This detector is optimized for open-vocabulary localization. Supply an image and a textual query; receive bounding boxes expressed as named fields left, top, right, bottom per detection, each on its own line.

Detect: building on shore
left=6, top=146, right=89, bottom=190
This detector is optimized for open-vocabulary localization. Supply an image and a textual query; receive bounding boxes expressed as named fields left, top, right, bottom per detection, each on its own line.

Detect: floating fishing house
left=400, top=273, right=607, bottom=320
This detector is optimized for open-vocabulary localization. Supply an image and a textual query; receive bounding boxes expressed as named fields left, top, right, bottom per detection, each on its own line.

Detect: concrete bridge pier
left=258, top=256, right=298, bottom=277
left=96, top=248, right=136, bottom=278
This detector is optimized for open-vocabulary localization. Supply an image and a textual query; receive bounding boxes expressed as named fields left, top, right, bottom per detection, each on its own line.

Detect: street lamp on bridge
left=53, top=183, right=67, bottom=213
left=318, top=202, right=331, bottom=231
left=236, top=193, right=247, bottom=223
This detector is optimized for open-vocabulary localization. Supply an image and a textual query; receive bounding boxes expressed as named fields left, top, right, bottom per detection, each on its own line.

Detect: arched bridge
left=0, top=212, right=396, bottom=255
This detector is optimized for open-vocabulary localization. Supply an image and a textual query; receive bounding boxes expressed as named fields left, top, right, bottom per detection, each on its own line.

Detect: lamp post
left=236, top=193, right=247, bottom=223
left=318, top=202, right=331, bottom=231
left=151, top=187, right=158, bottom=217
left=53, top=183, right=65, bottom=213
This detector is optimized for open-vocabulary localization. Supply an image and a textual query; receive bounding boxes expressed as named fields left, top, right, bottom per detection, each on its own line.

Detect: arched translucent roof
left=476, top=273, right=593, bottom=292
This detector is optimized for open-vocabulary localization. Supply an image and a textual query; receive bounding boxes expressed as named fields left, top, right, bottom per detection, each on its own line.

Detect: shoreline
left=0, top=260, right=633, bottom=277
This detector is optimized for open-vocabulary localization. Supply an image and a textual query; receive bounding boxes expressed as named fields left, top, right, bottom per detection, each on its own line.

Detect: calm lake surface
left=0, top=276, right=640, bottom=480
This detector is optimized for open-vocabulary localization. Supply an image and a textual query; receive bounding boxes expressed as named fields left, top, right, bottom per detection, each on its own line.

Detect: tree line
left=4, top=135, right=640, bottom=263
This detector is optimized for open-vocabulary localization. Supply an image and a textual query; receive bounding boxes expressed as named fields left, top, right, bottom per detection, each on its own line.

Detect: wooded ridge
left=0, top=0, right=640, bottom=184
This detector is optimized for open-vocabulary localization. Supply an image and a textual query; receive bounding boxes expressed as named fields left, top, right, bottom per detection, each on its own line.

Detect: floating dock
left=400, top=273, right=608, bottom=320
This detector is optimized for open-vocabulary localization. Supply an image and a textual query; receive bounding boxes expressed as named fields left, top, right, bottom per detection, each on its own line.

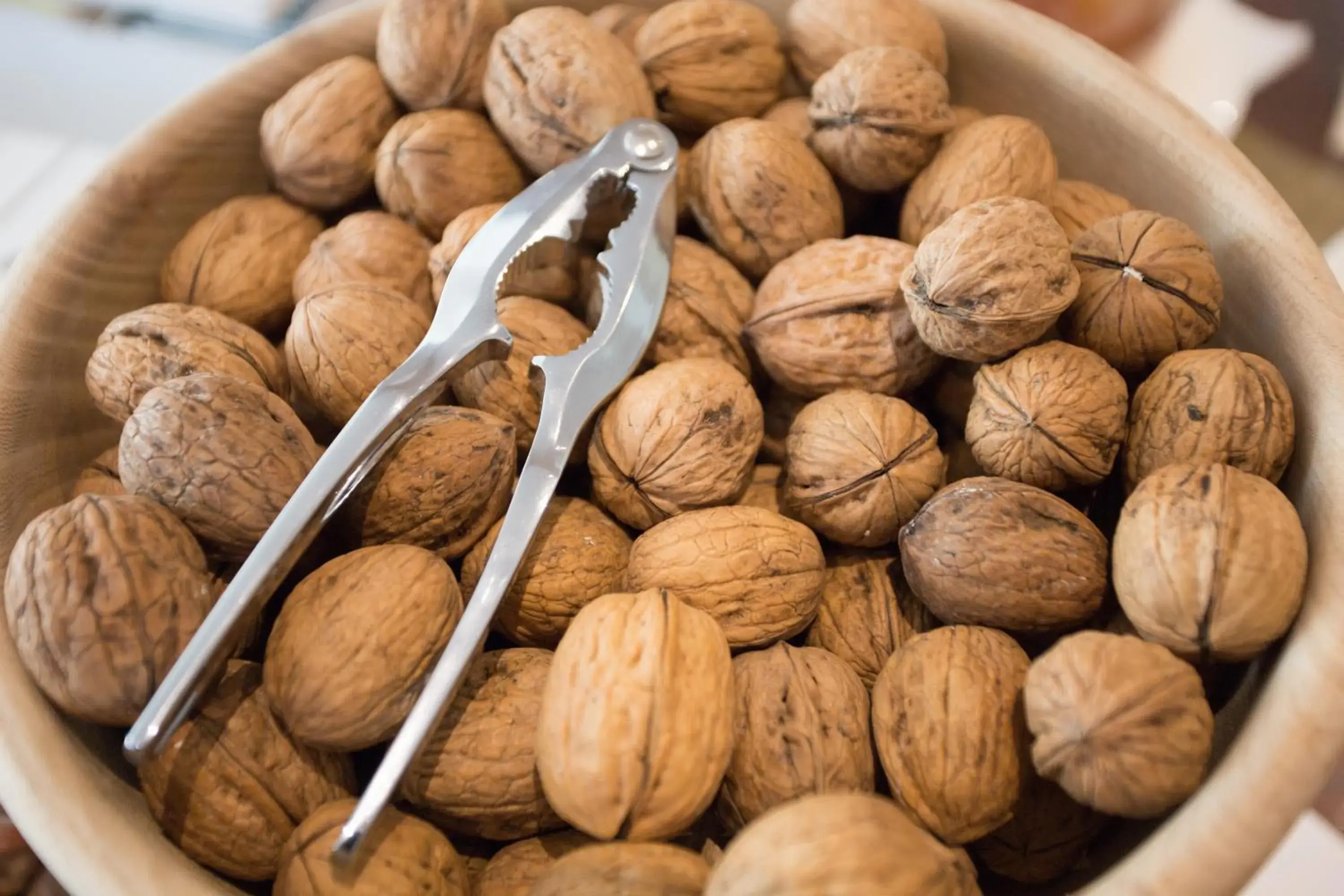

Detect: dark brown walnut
left=872, top=626, right=1031, bottom=845
left=745, top=237, right=939, bottom=398
left=485, top=7, right=657, bottom=175
left=1023, top=631, right=1214, bottom=818
left=261, top=56, right=396, bottom=211
left=462, top=497, right=630, bottom=647
left=262, top=544, right=462, bottom=751
left=294, top=211, right=434, bottom=312
left=808, top=551, right=938, bottom=689
left=900, top=196, right=1078, bottom=362
left=401, top=647, right=564, bottom=840
left=966, top=341, right=1129, bottom=491
left=378, top=0, right=508, bottom=110
left=808, top=47, right=954, bottom=192
left=634, top=0, right=785, bottom=132
left=1059, top=211, right=1223, bottom=374
left=625, top=506, right=825, bottom=647
left=117, top=374, right=319, bottom=559
left=1125, top=348, right=1296, bottom=489
left=347, top=407, right=517, bottom=560
left=85, top=302, right=289, bottom=422
left=784, top=390, right=943, bottom=548
left=138, top=659, right=355, bottom=880
left=1113, top=463, right=1306, bottom=661
left=160, top=196, right=323, bottom=335
left=274, top=799, right=472, bottom=896
left=453, top=296, right=593, bottom=451
left=704, top=793, right=980, bottom=896
left=587, top=358, right=762, bottom=529
left=4, top=494, right=219, bottom=725
left=687, top=118, right=844, bottom=277
left=900, top=116, right=1068, bottom=246
left=900, top=477, right=1106, bottom=633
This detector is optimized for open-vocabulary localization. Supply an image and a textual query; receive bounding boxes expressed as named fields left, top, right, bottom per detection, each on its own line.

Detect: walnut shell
left=536, top=591, right=732, bottom=840
left=285, top=284, right=431, bottom=426
left=808, top=47, right=956, bottom=194
left=347, top=407, right=517, bottom=560
left=4, top=494, right=219, bottom=725
left=117, top=374, right=319, bottom=559
left=872, top=626, right=1031, bottom=844
left=1125, top=348, right=1296, bottom=489
left=784, top=390, right=943, bottom=547
left=138, top=659, right=355, bottom=880
left=625, top=506, right=825, bottom=647
left=274, top=799, right=472, bottom=896
left=704, top=794, right=980, bottom=896
left=378, top=0, right=508, bottom=110
left=261, top=56, right=396, bottom=211
left=1059, top=211, right=1223, bottom=374
left=587, top=358, right=762, bottom=529
left=966, top=341, right=1129, bottom=491
left=485, top=7, right=656, bottom=175
left=900, top=116, right=1067, bottom=246
left=1114, top=463, right=1306, bottom=661
left=85, top=302, right=289, bottom=422
left=687, top=118, right=844, bottom=277
left=401, top=647, right=564, bottom=840
left=262, top=544, right=462, bottom=751
left=1023, top=631, right=1214, bottom=818
left=745, top=237, right=939, bottom=398
left=160, top=196, right=323, bottom=333
left=808, top=551, right=938, bottom=690
left=294, top=211, right=434, bottom=312
left=462, top=497, right=630, bottom=647
left=900, top=196, right=1078, bottom=362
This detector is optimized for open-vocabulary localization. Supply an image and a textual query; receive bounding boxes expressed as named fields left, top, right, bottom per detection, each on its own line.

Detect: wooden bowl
left=0, top=0, right=1344, bottom=896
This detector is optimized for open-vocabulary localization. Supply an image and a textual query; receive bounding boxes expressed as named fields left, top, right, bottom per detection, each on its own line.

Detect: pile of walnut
left=5, top=0, right=1306, bottom=896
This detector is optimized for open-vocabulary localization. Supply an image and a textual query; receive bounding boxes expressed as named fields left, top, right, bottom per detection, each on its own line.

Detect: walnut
left=4, top=494, right=219, bottom=725
left=262, top=544, right=462, bottom=751
left=347, top=407, right=517, bottom=560
left=808, top=47, right=954, bottom=192
left=625, top=506, right=825, bottom=647
left=378, top=0, right=508, bottom=110
left=485, top=7, right=656, bottom=175
left=401, top=647, right=564, bottom=840
left=261, top=56, right=396, bottom=210
left=687, top=118, right=844, bottom=277
left=285, top=284, right=431, bottom=426
left=784, top=390, right=943, bottom=547
left=872, top=626, right=1031, bottom=844
left=900, top=196, right=1078, bottom=362
left=462, top=497, right=630, bottom=647
left=634, top=0, right=785, bottom=132
left=785, top=0, right=948, bottom=85
left=900, top=116, right=1068, bottom=246
left=294, top=211, right=434, bottom=312
left=1023, top=631, right=1214, bottom=818
left=536, top=591, right=732, bottom=840
left=274, top=799, right=472, bottom=896
left=138, top=659, right=355, bottom=880
left=160, top=196, right=323, bottom=335
left=1125, top=348, right=1296, bottom=489
left=966, top=341, right=1129, bottom=491
left=453, top=296, right=593, bottom=462
left=587, top=358, right=762, bottom=529
left=704, top=793, right=980, bottom=896
left=808, top=551, right=938, bottom=690
left=746, top=237, right=939, bottom=396
left=118, top=374, right=319, bottom=560
left=1114, top=463, right=1306, bottom=661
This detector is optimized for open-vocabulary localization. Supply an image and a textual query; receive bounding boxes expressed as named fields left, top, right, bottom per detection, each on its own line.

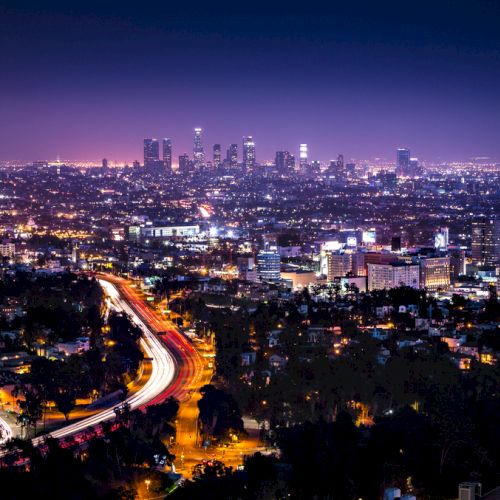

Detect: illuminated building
left=281, top=270, right=318, bottom=290
left=0, top=243, right=16, bottom=258
left=179, top=153, right=192, bottom=174
left=144, top=139, right=160, bottom=170
left=163, top=137, right=172, bottom=172
left=213, top=144, right=222, bottom=168
left=257, top=250, right=281, bottom=282
left=420, top=257, right=450, bottom=291
left=299, top=144, right=307, bottom=173
left=450, top=250, right=465, bottom=281
left=396, top=148, right=410, bottom=177
left=226, top=144, right=238, bottom=168
left=391, top=236, right=401, bottom=252
left=472, top=217, right=500, bottom=266
left=274, top=151, right=295, bottom=172
left=434, top=227, right=449, bottom=250
left=243, top=135, right=255, bottom=170
left=193, top=127, right=205, bottom=167
left=410, top=158, right=421, bottom=177
left=367, top=262, right=420, bottom=291
left=140, top=225, right=200, bottom=238
left=327, top=253, right=352, bottom=281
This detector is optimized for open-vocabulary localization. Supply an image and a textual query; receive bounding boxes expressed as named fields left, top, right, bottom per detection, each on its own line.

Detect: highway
left=26, top=277, right=179, bottom=445
left=0, top=417, right=12, bottom=444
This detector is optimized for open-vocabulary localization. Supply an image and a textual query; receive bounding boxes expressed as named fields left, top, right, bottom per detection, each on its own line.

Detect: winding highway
left=0, top=275, right=204, bottom=452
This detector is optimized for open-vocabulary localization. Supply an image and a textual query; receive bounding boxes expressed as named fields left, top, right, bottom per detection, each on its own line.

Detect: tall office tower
left=179, top=153, right=192, bottom=174
left=243, top=135, right=255, bottom=170
left=213, top=144, right=222, bottom=168
left=274, top=151, right=295, bottom=173
left=335, top=154, right=346, bottom=180
left=299, top=144, right=307, bottom=173
left=163, top=137, right=172, bottom=172
left=326, top=253, right=352, bottom=281
left=337, top=154, right=344, bottom=170
left=193, top=127, right=205, bottom=167
left=144, top=139, right=160, bottom=169
left=257, top=250, right=281, bottom=282
left=226, top=144, right=238, bottom=168
left=367, top=262, right=420, bottom=291
left=396, top=148, right=410, bottom=177
left=472, top=216, right=500, bottom=266
left=420, top=257, right=450, bottom=291
left=450, top=250, right=465, bottom=283
left=391, top=236, right=401, bottom=252
left=410, top=158, right=420, bottom=177
left=434, top=227, right=450, bottom=250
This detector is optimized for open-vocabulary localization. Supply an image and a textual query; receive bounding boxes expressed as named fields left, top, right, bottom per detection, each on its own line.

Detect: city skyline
left=0, top=1, right=500, bottom=162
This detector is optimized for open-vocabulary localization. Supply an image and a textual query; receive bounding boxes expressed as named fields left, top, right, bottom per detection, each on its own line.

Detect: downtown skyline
left=0, top=1, right=500, bottom=162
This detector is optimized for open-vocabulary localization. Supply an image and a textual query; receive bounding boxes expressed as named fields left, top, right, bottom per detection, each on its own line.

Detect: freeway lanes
left=104, top=275, right=206, bottom=404
left=26, top=278, right=177, bottom=445
left=0, top=417, right=12, bottom=444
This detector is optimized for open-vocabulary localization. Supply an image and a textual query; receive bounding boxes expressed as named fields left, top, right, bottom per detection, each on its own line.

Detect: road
left=0, top=417, right=12, bottom=444
left=0, top=274, right=259, bottom=477
left=24, top=277, right=179, bottom=445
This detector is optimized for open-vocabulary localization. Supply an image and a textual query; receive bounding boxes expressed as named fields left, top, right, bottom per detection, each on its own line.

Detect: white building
left=367, top=262, right=420, bottom=291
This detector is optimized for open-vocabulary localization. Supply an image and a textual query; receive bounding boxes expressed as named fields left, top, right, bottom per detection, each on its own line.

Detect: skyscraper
left=472, top=216, right=500, bottom=266
left=227, top=144, right=238, bottom=168
left=163, top=137, right=172, bottom=172
left=179, top=153, right=192, bottom=174
left=193, top=127, right=205, bottom=167
left=144, top=139, right=160, bottom=170
left=213, top=144, right=222, bottom=168
left=243, top=135, right=255, bottom=170
left=434, top=227, right=449, bottom=250
left=274, top=151, right=295, bottom=173
left=396, top=148, right=410, bottom=176
left=299, top=144, right=307, bottom=173
left=257, top=250, right=281, bottom=282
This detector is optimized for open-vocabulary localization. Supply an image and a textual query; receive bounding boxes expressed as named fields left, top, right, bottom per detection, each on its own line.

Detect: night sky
left=0, top=0, right=500, bottom=162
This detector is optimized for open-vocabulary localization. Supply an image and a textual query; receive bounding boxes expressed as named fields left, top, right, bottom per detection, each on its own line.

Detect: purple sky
left=0, top=0, right=500, bottom=162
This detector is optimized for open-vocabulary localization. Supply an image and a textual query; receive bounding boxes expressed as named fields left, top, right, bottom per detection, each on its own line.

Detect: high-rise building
left=193, top=127, right=205, bottom=167
left=274, top=151, right=295, bottom=172
left=299, top=144, right=307, bottom=173
left=391, top=236, right=401, bottom=252
left=410, top=158, right=421, bottom=177
left=327, top=253, right=352, bottom=281
left=472, top=216, right=500, bottom=266
left=213, top=144, right=222, bottom=168
left=163, top=137, right=172, bottom=172
left=472, top=216, right=500, bottom=266
left=144, top=139, right=160, bottom=170
left=420, top=257, right=450, bottom=291
left=257, top=249, right=281, bottom=283
left=434, top=227, right=449, bottom=250
left=226, top=144, right=238, bottom=168
left=337, top=154, right=344, bottom=172
left=367, top=262, right=420, bottom=291
left=396, top=148, right=410, bottom=177
left=450, top=250, right=466, bottom=282
left=179, top=153, right=192, bottom=174
left=243, top=135, right=255, bottom=170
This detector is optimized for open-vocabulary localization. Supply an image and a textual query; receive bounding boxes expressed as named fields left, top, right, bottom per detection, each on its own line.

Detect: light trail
left=0, top=417, right=12, bottom=444
left=26, top=278, right=177, bottom=446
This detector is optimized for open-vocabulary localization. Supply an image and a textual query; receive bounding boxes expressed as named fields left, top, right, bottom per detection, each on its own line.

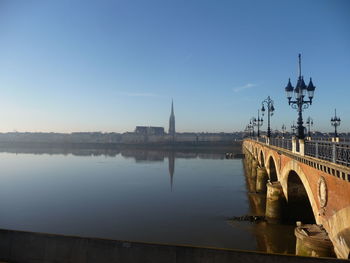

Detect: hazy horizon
left=0, top=0, right=350, bottom=133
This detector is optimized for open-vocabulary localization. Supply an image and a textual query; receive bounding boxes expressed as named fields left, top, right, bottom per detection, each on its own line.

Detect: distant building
left=135, top=126, right=165, bottom=135
left=169, top=101, right=175, bottom=137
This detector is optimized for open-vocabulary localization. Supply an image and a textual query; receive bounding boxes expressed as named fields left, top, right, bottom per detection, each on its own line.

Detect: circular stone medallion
left=318, top=176, right=328, bottom=208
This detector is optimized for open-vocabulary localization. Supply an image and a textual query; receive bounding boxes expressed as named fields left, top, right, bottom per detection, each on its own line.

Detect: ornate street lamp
left=249, top=117, right=256, bottom=137
left=256, top=110, right=263, bottom=137
left=282, top=124, right=286, bottom=138
left=285, top=54, right=316, bottom=139
left=261, top=96, right=275, bottom=138
left=290, top=121, right=297, bottom=135
left=331, top=109, right=340, bottom=138
left=306, top=117, right=314, bottom=138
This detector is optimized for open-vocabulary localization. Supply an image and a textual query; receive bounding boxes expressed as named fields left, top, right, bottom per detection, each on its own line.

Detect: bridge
left=242, top=137, right=350, bottom=259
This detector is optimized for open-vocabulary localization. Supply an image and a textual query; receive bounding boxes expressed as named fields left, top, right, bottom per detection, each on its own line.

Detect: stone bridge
left=243, top=138, right=350, bottom=259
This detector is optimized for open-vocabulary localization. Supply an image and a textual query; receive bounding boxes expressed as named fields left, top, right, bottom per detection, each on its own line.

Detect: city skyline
left=0, top=0, right=350, bottom=133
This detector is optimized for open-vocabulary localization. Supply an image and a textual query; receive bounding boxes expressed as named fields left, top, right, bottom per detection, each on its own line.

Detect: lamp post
left=256, top=110, right=263, bottom=137
left=285, top=54, right=316, bottom=139
left=290, top=121, right=297, bottom=135
left=331, top=109, right=340, bottom=138
left=306, top=117, right=314, bottom=138
left=249, top=117, right=256, bottom=137
left=282, top=124, right=286, bottom=138
left=261, top=96, right=275, bottom=138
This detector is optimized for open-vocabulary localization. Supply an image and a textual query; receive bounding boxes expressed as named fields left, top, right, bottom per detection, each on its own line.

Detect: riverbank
left=0, top=229, right=348, bottom=263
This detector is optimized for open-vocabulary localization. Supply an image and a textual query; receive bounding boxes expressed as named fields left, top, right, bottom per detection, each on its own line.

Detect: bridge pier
left=256, top=167, right=268, bottom=193
left=265, top=182, right=285, bottom=223
left=294, top=224, right=335, bottom=257
left=251, top=158, right=258, bottom=178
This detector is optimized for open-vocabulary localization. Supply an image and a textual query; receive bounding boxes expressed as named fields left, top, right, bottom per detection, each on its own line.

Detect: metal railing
left=305, top=141, right=350, bottom=166
left=252, top=138, right=350, bottom=167
left=270, top=138, right=292, bottom=151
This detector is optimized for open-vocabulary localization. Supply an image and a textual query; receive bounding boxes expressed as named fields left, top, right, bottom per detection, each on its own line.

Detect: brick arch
left=325, top=206, right=350, bottom=259
left=264, top=150, right=280, bottom=181
left=258, top=147, right=266, bottom=167
left=279, top=160, right=321, bottom=224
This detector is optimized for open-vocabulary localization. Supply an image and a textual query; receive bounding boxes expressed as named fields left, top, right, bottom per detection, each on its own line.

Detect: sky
left=0, top=0, right=350, bottom=132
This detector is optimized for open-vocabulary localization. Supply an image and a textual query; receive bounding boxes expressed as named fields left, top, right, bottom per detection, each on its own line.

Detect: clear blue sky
left=0, top=0, right=350, bottom=132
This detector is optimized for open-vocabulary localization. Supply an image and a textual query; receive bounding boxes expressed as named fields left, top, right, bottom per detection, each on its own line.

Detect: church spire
left=169, top=100, right=175, bottom=139
left=171, top=99, right=174, bottom=116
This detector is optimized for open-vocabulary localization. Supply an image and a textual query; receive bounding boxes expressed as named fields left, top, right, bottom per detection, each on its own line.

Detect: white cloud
left=233, top=83, right=257, bottom=92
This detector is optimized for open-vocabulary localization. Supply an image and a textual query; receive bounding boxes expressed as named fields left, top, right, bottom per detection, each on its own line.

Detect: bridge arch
left=286, top=170, right=315, bottom=224
left=280, top=160, right=321, bottom=224
left=258, top=148, right=265, bottom=167
left=266, top=154, right=278, bottom=182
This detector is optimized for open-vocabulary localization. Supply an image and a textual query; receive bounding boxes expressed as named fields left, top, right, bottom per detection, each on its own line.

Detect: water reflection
left=0, top=148, right=295, bottom=253
left=168, top=152, right=175, bottom=192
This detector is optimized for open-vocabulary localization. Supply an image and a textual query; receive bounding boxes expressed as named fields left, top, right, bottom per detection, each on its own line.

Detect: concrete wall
left=0, top=230, right=349, bottom=263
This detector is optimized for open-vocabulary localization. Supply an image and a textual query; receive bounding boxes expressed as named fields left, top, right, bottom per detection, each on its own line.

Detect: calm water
left=0, top=150, right=295, bottom=253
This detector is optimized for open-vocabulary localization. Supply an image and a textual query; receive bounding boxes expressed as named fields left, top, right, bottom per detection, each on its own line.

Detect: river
left=0, top=147, right=295, bottom=254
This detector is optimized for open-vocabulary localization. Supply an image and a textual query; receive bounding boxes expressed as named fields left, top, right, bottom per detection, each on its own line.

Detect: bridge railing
left=305, top=141, right=350, bottom=166
left=270, top=138, right=292, bottom=151
left=258, top=137, right=266, bottom=143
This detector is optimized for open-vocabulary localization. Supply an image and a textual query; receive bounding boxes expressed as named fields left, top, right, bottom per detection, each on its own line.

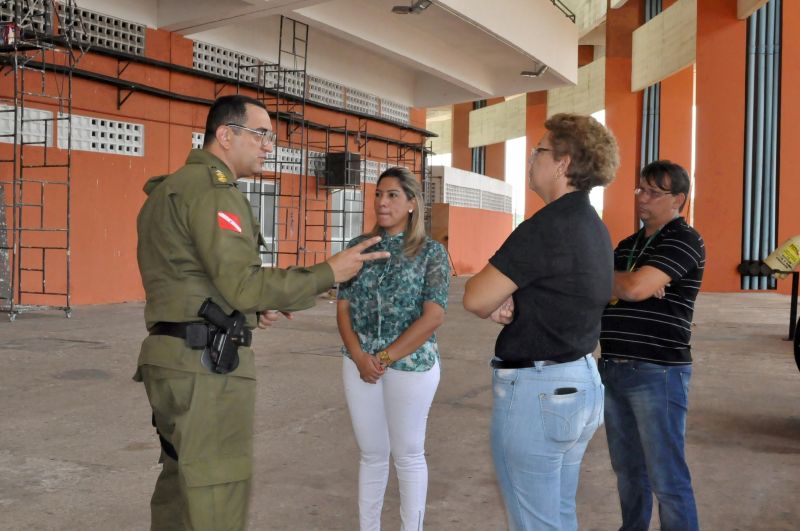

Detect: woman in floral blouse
left=336, top=168, right=450, bottom=531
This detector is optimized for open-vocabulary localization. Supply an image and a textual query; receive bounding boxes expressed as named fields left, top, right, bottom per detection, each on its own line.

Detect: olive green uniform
left=134, top=150, right=334, bottom=531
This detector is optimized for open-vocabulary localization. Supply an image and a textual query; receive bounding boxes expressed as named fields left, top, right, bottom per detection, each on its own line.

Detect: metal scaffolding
left=0, top=0, right=85, bottom=321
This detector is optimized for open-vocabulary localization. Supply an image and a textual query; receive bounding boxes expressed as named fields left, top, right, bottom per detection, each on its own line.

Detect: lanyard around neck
left=626, top=229, right=661, bottom=272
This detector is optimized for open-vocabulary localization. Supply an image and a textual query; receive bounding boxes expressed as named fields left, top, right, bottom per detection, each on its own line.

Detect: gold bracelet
left=378, top=350, right=394, bottom=367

......

**AIM OF THE EXERCISE**
Tally the lines in the items above that contain the word "water". Give only the number.

**RESPONSE TO THE EXERCISE**
2